#### Records to process
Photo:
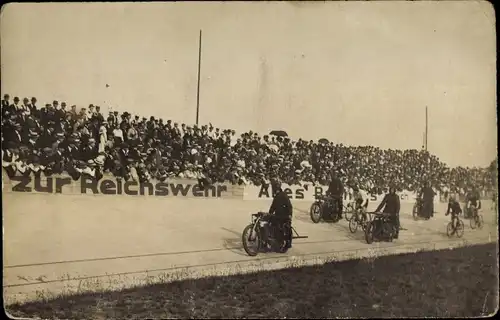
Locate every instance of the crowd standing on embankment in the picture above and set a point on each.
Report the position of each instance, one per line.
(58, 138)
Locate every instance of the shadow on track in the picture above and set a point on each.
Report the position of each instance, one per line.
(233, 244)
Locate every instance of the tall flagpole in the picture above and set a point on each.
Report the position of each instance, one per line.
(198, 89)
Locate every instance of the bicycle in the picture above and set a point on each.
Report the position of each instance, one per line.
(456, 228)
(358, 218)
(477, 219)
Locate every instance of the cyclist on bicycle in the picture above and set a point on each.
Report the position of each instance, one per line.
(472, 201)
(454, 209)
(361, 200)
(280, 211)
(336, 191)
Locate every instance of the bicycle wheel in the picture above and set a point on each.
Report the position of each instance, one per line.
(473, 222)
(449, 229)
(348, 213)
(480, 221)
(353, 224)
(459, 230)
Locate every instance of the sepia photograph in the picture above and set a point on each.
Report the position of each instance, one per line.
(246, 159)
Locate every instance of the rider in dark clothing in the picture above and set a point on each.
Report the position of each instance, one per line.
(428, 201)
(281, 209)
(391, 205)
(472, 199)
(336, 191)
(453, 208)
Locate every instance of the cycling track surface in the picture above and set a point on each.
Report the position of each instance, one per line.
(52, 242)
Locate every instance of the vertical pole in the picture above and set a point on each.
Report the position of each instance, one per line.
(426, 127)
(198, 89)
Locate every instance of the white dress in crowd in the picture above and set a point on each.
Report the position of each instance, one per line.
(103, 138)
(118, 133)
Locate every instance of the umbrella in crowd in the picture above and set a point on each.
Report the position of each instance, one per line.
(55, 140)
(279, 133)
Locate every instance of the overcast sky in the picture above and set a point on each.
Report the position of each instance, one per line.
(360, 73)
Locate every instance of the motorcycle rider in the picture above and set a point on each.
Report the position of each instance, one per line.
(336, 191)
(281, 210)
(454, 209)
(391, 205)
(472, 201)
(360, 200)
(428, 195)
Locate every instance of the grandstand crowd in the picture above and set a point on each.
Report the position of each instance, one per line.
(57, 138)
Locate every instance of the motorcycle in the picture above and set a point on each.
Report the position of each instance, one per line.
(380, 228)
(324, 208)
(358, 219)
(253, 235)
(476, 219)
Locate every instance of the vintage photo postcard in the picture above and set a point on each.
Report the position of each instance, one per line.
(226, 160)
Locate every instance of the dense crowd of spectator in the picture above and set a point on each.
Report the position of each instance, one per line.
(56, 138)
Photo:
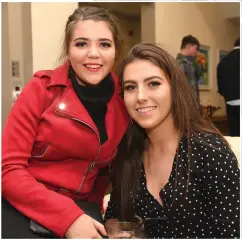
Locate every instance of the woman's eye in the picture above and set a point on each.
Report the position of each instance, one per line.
########
#### Records to process
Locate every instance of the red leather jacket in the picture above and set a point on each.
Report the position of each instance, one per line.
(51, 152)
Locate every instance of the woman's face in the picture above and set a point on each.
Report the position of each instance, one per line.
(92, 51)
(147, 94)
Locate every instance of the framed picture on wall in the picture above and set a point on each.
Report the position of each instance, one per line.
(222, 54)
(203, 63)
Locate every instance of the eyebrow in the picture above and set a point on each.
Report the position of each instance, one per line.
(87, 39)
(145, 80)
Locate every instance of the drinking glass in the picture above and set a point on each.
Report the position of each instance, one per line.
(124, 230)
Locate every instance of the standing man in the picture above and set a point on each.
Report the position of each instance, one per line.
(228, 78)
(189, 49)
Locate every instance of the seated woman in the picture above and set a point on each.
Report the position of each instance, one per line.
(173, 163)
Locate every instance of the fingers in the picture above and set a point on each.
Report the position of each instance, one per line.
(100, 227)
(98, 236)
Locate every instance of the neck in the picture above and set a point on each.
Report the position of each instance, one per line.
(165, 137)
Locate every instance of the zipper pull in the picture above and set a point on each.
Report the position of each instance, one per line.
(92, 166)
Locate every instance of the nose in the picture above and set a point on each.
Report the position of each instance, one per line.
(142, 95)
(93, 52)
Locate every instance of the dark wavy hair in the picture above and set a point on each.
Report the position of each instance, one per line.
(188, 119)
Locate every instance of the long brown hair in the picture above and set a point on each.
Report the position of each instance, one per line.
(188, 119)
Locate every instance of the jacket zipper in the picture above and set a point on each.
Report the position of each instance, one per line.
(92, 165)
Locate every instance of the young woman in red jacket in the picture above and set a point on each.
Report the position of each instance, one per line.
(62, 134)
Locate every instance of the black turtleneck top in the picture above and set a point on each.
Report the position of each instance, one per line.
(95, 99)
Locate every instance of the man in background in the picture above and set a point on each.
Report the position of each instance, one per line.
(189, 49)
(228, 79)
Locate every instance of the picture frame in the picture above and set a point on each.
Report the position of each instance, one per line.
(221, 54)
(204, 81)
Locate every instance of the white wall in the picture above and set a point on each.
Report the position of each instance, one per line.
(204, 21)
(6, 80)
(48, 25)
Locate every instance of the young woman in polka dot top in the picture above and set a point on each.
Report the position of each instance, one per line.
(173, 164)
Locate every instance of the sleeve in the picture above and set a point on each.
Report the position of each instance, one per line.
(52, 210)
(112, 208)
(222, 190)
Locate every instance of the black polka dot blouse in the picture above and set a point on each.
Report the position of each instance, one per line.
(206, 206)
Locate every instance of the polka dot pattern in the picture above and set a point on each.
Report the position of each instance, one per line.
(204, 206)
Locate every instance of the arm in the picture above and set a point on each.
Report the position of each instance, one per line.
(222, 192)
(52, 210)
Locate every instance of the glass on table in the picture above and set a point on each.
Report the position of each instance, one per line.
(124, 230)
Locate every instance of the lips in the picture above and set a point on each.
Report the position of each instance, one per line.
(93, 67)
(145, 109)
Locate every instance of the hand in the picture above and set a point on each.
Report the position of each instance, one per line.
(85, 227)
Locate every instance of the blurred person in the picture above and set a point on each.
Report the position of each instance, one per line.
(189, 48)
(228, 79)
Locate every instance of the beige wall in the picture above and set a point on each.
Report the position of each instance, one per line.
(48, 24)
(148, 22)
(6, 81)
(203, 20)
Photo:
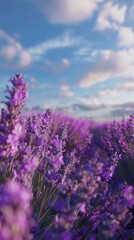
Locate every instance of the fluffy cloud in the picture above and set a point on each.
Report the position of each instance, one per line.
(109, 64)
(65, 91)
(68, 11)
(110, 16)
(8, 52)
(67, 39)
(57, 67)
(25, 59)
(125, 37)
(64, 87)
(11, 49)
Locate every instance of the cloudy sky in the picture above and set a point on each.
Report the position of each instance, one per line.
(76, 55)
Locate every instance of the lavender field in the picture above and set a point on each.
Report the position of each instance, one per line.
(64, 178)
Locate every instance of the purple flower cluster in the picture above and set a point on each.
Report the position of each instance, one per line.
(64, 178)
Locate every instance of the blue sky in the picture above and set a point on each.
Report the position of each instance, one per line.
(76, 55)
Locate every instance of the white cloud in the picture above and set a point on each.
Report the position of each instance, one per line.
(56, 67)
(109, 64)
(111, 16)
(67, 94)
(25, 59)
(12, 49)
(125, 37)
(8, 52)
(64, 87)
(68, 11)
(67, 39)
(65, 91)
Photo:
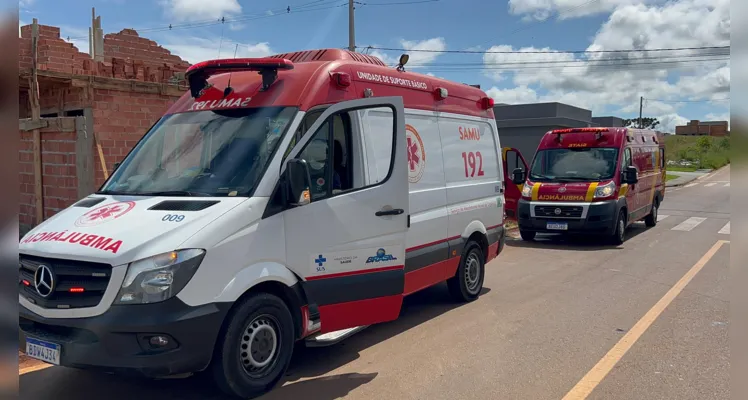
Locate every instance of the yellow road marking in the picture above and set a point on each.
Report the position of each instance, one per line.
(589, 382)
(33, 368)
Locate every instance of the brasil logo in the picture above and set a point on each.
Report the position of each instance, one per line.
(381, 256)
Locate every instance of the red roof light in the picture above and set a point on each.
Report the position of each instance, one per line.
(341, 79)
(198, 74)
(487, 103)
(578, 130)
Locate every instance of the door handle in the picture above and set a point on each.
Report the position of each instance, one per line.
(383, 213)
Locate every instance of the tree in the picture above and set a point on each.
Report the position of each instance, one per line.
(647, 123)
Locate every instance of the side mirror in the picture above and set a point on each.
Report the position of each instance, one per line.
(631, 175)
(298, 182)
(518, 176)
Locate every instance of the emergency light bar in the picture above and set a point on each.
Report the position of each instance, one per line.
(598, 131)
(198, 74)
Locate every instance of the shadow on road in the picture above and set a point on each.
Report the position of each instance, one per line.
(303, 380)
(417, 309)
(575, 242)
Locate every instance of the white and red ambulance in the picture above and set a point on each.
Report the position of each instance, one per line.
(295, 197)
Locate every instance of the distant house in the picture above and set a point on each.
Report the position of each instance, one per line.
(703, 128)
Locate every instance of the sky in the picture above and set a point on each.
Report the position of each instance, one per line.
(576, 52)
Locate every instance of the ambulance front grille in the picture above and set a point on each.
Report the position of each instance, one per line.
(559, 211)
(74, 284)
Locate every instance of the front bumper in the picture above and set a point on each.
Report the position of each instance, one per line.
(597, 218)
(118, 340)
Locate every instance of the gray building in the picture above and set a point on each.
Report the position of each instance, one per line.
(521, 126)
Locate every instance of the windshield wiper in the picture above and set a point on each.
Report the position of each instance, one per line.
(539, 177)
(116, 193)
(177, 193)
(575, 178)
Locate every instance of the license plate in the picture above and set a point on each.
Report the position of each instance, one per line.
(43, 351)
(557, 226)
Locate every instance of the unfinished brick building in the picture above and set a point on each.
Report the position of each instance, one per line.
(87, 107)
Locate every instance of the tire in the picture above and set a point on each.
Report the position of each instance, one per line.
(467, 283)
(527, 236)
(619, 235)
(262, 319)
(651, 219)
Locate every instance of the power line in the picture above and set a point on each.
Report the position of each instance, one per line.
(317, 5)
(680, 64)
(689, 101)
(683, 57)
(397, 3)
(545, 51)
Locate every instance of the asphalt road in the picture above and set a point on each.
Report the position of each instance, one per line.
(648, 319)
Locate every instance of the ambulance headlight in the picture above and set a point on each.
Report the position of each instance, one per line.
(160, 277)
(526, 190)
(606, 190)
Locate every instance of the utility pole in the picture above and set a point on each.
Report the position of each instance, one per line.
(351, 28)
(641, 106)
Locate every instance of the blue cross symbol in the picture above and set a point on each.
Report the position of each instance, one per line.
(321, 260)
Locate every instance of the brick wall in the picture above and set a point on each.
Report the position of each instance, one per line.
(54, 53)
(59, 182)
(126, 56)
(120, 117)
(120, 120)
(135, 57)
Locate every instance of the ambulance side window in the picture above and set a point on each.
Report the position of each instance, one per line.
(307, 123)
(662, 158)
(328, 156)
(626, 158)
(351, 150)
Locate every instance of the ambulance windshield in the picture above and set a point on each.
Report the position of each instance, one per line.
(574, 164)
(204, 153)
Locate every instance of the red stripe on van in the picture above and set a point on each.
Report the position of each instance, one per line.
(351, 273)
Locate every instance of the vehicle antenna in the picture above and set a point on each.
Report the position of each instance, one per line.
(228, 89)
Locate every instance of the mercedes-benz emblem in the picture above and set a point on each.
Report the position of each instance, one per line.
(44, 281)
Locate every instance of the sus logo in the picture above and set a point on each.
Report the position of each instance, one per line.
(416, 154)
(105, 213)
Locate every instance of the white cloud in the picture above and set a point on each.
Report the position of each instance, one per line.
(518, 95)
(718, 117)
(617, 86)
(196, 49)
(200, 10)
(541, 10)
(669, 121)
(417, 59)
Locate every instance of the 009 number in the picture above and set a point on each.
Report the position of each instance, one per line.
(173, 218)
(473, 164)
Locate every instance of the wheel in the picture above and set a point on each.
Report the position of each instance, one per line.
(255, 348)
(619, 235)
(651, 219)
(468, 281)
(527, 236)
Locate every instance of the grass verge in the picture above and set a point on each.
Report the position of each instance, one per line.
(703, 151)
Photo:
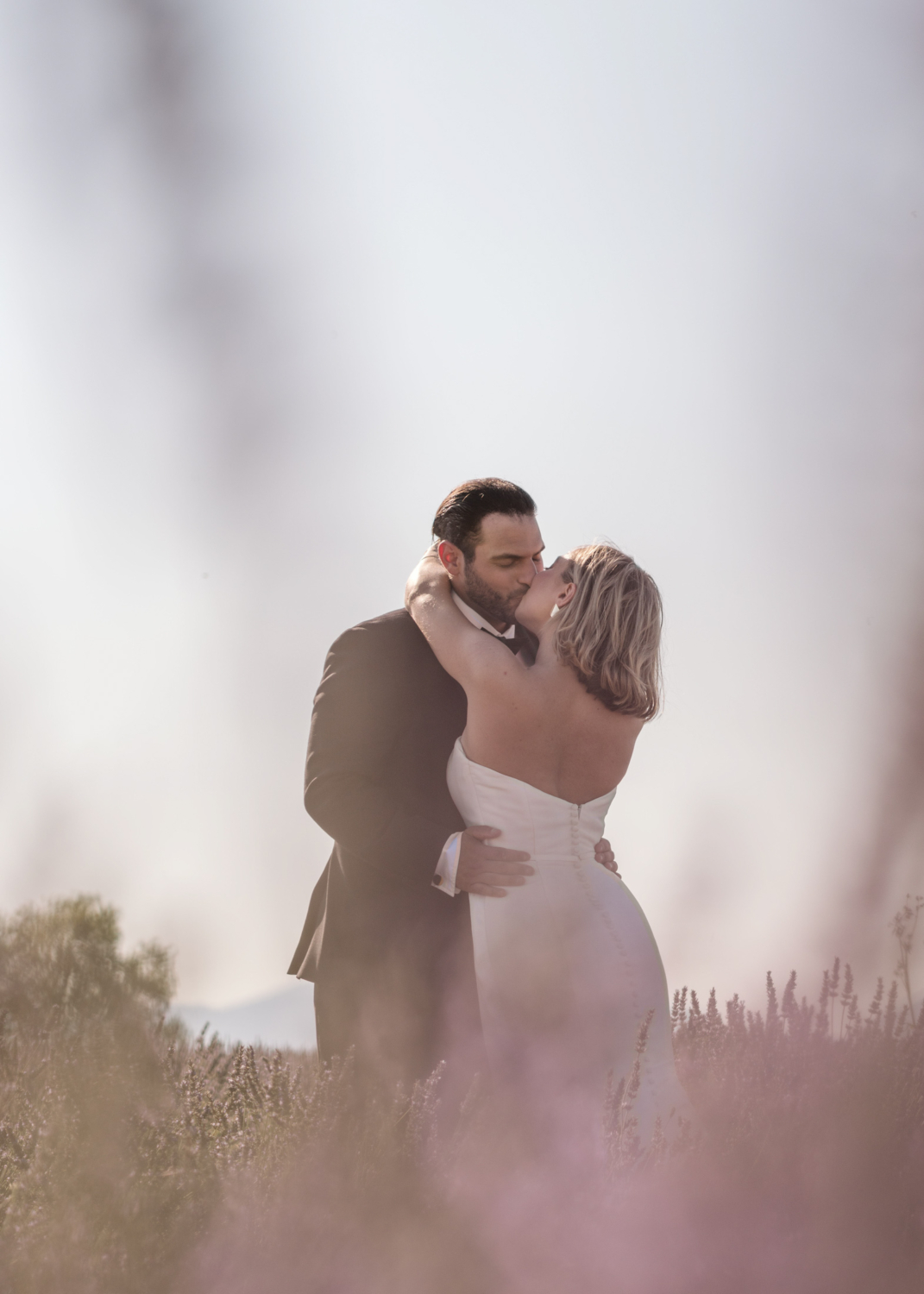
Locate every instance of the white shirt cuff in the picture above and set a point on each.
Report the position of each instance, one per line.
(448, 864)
########
#### Records to process
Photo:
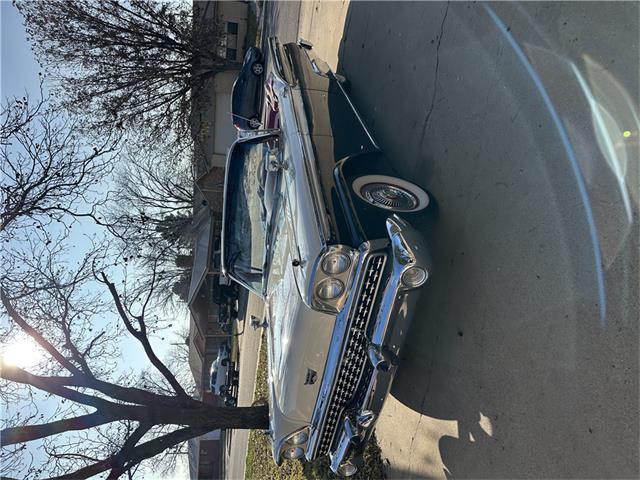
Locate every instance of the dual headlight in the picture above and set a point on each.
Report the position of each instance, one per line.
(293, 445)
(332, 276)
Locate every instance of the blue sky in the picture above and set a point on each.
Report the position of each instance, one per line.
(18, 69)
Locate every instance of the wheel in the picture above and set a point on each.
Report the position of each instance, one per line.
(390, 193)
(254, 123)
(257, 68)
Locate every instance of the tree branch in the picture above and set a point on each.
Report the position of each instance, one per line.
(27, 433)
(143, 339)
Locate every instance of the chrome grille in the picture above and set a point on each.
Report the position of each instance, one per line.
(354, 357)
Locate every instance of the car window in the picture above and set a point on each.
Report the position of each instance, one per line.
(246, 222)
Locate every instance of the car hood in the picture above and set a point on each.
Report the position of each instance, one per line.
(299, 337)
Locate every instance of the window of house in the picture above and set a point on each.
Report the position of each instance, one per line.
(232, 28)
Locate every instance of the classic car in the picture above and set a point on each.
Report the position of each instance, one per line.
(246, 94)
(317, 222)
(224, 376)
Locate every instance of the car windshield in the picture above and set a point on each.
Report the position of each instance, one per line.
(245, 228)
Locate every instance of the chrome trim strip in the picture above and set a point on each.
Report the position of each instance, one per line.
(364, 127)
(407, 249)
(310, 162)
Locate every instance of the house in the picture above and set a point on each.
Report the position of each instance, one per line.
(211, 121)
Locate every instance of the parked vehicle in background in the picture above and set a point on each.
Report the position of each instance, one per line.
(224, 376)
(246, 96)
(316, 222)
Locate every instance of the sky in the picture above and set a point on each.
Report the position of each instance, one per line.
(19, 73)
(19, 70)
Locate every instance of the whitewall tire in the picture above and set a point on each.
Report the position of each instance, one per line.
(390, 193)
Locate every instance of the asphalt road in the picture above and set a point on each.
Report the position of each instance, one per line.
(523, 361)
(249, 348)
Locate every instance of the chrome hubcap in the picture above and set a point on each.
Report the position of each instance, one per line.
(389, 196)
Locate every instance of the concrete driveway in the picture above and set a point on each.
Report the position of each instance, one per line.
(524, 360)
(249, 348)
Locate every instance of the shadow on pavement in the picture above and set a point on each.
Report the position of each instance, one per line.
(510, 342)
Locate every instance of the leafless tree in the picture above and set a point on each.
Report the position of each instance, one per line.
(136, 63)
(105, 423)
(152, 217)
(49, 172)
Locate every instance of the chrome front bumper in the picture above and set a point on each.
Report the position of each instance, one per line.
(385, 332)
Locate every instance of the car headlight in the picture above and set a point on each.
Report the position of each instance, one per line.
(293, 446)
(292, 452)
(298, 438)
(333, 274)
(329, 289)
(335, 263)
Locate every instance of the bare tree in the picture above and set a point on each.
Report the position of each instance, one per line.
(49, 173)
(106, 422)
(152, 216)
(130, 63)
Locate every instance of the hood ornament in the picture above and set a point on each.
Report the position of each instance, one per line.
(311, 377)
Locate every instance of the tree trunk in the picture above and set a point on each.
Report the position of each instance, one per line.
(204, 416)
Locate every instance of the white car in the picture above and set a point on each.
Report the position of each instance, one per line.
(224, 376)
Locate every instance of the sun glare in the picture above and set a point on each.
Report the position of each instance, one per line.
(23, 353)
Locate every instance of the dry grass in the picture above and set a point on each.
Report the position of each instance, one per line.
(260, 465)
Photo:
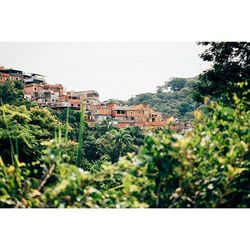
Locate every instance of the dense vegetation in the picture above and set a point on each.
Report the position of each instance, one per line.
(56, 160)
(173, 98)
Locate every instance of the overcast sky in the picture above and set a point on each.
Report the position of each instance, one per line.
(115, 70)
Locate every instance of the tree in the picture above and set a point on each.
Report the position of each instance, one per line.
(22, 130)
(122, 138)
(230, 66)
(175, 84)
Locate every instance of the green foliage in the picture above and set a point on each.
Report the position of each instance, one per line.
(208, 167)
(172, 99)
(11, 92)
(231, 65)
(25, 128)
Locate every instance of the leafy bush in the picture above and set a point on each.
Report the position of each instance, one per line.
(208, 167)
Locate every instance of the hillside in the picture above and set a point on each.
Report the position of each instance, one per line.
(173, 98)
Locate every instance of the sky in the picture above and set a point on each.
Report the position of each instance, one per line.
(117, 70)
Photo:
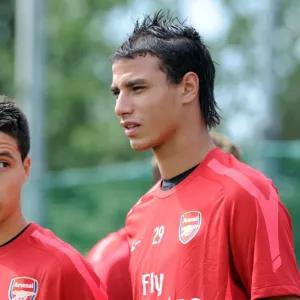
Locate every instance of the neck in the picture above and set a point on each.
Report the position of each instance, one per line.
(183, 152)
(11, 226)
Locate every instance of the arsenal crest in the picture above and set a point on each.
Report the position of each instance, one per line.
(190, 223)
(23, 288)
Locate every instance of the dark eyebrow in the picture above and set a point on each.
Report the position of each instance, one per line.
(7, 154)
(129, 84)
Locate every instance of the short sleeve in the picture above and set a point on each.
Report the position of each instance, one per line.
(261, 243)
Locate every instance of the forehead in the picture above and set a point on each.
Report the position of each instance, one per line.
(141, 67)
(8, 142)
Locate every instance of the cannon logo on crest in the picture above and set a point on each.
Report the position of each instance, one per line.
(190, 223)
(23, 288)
########
All lines above that contain the word "bumper" are to be copied.

Locate every instance of the front bumper in the picture above and set a point on each.
Locate every instance of the chrome front bumper in the picture above and set a point on each.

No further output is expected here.